-- Begin Data lines --
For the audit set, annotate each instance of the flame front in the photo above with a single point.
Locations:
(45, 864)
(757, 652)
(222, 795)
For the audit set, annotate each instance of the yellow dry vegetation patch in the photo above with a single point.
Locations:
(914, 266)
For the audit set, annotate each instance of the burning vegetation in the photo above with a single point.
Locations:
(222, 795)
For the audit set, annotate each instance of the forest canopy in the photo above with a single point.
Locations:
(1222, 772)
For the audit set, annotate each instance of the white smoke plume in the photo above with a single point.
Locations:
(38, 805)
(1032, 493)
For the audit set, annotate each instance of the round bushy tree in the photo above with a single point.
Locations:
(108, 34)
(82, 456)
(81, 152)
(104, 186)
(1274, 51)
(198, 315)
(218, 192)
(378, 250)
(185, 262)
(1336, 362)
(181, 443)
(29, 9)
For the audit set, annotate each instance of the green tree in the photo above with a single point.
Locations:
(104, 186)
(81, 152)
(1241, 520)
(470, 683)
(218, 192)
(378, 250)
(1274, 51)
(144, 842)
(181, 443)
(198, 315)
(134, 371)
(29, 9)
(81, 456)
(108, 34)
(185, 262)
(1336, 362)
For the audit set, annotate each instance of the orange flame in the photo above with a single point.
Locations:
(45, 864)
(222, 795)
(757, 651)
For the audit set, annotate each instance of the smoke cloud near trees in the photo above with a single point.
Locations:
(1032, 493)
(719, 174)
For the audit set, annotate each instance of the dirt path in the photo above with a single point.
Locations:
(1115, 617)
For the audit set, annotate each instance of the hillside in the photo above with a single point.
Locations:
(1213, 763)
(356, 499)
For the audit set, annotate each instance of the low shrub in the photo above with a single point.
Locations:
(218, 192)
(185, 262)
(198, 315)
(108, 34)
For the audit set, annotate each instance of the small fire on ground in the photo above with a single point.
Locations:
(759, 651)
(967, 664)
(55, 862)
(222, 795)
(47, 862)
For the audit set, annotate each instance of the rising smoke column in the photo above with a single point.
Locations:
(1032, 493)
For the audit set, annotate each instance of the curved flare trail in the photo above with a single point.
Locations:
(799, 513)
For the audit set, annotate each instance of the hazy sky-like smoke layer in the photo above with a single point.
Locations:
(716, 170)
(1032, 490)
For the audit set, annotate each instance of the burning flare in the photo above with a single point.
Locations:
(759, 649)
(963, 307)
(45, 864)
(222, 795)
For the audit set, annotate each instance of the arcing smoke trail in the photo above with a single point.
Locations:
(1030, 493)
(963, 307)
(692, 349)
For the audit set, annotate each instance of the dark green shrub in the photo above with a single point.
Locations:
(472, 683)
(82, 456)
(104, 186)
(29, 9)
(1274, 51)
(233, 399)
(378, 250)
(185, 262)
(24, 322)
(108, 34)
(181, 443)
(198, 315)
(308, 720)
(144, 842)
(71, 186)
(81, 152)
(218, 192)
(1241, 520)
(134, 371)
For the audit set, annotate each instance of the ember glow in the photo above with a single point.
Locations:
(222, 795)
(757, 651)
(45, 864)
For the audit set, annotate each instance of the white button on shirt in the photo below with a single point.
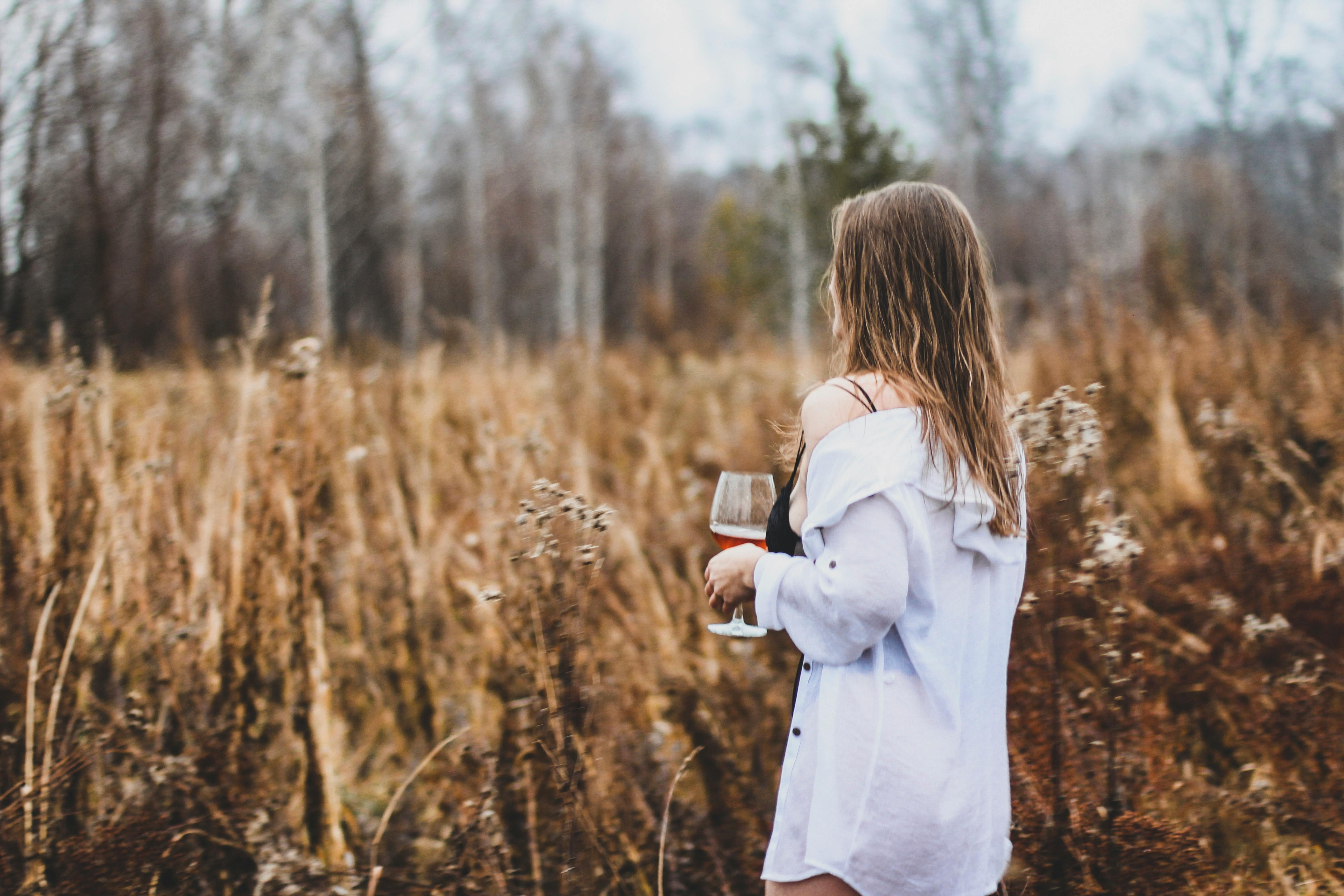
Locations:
(896, 773)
-- End Data lines --
» Problem details
Copy all of the material above word for word, omitting the pictures.

» Answer in full
For the audit set, annotate each instance of the flame front in the photo above with a single point.
Locations:
(45, 864)
(757, 652)
(222, 795)
For the audit set, annotate each instance of the yellow dry vegetation patch in the photo above with a single point.
Locations:
(914, 266)
For the audit set, annotate each instance of the burning vegetation in the photo above with a single point.
Locations:
(222, 795)
For the audit set, annotate each instance of the forest canopy in the photo above with a single point.
Locations:
(1222, 772)
For the audit set, annotate each instance of the white smoke plume in the photo above with a single point.
Locations:
(38, 805)
(1032, 493)
For the audit set, annotate each instance of the round bushy tree in the photo above with a single point.
Locations:
(108, 34)
(82, 456)
(81, 152)
(104, 186)
(1274, 51)
(198, 315)
(218, 192)
(378, 250)
(185, 262)
(1336, 362)
(181, 443)
(29, 9)
For the audit set, annotate each instance of the green tree in the photo above with a single point.
Locations:
(104, 186)
(81, 152)
(1241, 520)
(470, 683)
(218, 192)
(378, 250)
(1274, 51)
(144, 842)
(181, 443)
(198, 315)
(134, 371)
(29, 9)
(81, 456)
(108, 34)
(185, 262)
(1336, 362)
For the audit set, annotate each instance of the orange flame in the photo above with a single point.
Locations:
(45, 864)
(222, 795)
(757, 651)
For the audit set, annotate each instance of the smoke cloud near trees in the photo above with a single point.
Locations:
(1032, 493)
(719, 174)
For the audit set, annotate each instance of the dirt path in the photo above with a single point.
Locations:
(1115, 617)
For the audit set, annotate each instance of the hillside in the photo above with a single point.
Locations:
(1213, 763)
(356, 499)
For the audit set, annotate each instance of the low shrub in the photo above with a single point.
Locations:
(218, 192)
(185, 262)
(198, 315)
(108, 34)
For the audit set, annotate each instance of the small fire on ground in the photo above with a single point.
Locations:
(759, 651)
(967, 664)
(55, 862)
(222, 795)
(47, 862)
For the audit set, annotate each instance of the rising smoke column in the photo above with a single point.
Locations:
(1032, 493)
For the audit set, annotate each instance of the curved flare trail in the photo above with a single point.
Locations:
(799, 513)
For the audit set, annotate each instance of the hazy sky-like smoke layer in the photo above with a single point.
Locations:
(716, 170)
(1032, 490)
For the audit set, annotate each instance of the burning flare in the photo above with a single point.
Locations:
(759, 649)
(963, 307)
(45, 864)
(222, 795)
For the audit set, annotate each instance of the arcing smoke trail in the photo above with a single point.
Locations:
(1030, 493)
(963, 307)
(692, 349)
For the audit set, annotate each instance of the dark green shrub in the photo above with a single point.
Locations:
(472, 683)
(82, 456)
(104, 186)
(29, 9)
(1274, 51)
(233, 399)
(378, 250)
(185, 262)
(24, 322)
(108, 34)
(181, 443)
(198, 315)
(308, 720)
(144, 842)
(71, 186)
(81, 152)
(218, 192)
(1241, 520)
(134, 371)
For the audit set, annotate each instance of the ember glow in the photo above with a single point.
Locations:
(222, 795)
(757, 651)
(45, 864)
For the audit set, annotate each instance of the white button on shirt in the photo below with a single point.
Locations:
(896, 773)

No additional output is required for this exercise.